## WORK ORDER
Lines in the data below that contain the word "water" are to be copied.

## MATERIAL FOR THIS TASK
--- START ---
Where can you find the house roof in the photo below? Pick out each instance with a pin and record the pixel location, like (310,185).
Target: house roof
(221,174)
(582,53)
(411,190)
--- END ---
--- START ---
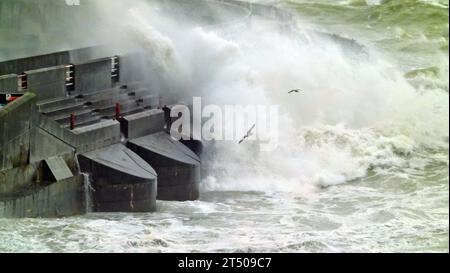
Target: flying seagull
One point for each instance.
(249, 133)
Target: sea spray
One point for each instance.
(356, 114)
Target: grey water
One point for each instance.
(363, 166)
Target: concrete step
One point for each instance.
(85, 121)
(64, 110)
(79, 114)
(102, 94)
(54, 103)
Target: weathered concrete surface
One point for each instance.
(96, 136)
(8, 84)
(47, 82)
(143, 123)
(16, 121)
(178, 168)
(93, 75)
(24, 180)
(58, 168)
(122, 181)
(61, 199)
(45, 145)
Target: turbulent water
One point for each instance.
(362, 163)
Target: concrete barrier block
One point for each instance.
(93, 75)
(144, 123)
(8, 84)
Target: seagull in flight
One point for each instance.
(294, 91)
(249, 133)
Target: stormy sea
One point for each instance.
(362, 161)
--- END ---
--- START ---
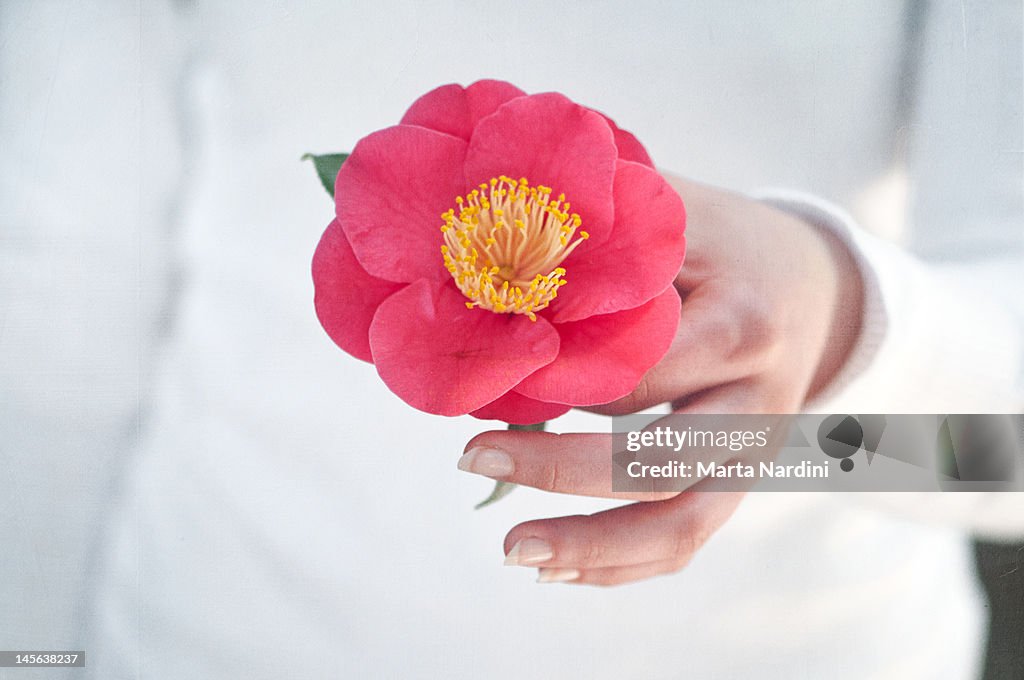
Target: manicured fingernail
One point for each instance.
--- END ---
## WRITTEN RESPONSE
Target: grey water
Target: turbulent water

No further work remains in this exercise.